▶ [Tâches à réaliser]
1. Pouvez-vous recopier le texte sur Verdun, tout ce qui va de "Oui. Ne serait-ce" jusqu'à "en œuvre progressivement.", en remplaçant "associations" par "organisations" ?
2. Comment résumeriez-vous le texte sur Verdun en deux phrases ?

▶ [Texte de la page]
Oui. Ne serait-ce que sur les mots. Lorsque j'ai parlé d'une nécessaire adaptation à la demande sociétale, on m'a répondu que puisque le site de Verdun était sacré il n'y avait pas de raison de s'adapter. Mais il y a aussi des résistances économiques, des craintes que le développement du champ de bataille amoindrisse d'autres sites. Enfin, il y a des résistances dues à l'histoire associative. Lorsque vous avez en face de vous des associations qui ont été créées en 1920, et dont la philosophie date de cette époque, vous avez du mal à expliquer qu'il faut tenir compte de l’évolution de la société. Mais il n'y a pas de raison qu'on n'y arrive pas ! En deux ans, les associations ont adhéré à 99 % à cette politique, et celle-ci se met en œuvre progressivement.

Comment s'est déroulé la récente manifestation "Les Quatre Jours de Verdun" ?

Relevés de pointage
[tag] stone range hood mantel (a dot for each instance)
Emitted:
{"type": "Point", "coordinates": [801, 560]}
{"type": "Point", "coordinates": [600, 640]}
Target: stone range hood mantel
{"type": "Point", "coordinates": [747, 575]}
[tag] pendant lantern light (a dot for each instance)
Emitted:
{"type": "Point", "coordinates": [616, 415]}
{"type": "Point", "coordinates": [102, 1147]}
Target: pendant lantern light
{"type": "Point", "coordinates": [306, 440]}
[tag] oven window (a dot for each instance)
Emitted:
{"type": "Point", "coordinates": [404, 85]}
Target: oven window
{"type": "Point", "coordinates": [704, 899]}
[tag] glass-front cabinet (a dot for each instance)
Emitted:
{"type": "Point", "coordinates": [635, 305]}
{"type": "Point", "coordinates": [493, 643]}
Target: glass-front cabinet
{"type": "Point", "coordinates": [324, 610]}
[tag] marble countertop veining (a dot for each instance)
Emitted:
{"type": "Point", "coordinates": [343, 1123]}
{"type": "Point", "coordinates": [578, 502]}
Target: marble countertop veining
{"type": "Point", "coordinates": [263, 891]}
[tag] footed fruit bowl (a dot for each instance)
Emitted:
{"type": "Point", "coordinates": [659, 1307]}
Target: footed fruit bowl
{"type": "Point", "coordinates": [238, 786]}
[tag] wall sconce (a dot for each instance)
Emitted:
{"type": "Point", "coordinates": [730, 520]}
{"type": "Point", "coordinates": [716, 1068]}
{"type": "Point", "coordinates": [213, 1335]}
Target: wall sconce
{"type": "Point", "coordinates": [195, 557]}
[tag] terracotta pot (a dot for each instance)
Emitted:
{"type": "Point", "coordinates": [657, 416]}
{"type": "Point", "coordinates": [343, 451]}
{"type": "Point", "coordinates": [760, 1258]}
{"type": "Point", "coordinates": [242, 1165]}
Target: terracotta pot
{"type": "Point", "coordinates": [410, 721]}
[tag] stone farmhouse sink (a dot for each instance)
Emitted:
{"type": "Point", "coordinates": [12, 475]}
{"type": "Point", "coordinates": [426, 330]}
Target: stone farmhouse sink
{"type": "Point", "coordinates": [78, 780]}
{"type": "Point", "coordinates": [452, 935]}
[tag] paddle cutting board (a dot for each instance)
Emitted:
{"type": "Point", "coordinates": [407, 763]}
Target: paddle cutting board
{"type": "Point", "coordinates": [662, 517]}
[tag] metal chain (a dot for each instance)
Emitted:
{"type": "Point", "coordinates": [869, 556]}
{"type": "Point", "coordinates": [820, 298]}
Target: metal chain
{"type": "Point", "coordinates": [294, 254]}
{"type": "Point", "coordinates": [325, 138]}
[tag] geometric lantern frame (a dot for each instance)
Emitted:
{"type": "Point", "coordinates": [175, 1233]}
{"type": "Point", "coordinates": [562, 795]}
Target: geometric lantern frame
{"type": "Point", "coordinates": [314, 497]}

▶ [Réponses aux tâches]
1.
Oui. Ne serait-ce que sur les mots. Lorsque j'ai parlé d'une nécessaire adaptation à la demande sociétale, on m'a répondu que puisque le site de Verdun était sacré il n'y avait pas de raison de s'adapter. Mais il y a aussi des résistances économiques, des craintes que le développement du champ de bataille amoindrisse d'autres sites. Enfin, il y a des résistances dues à l'histoire associative. Lorsque vous avez en face de vous des organisations qui ont été créées en 1920, et dont la philosophie date de cette époque, vous avez du mal à expliquer qu'il faut tenir compte de l’évolution de la société. Mais il n'y a pas de raison qu'on n'y arrive pas ! En deux ans, les organisations ont adhéré à 99 % à cette politique, et celle-ci se met en œuvre progressivement.

2. L'adaptation du site de Verdun à la demande sociétale se heurte à des résistances liées aux mots, à des craintes économiques et à l'histoire d'associations créées en 1920. Pourtant, en deux ans, les associations ont adhéré à 99 % à cette politique, qui se met en œuvre progressivement.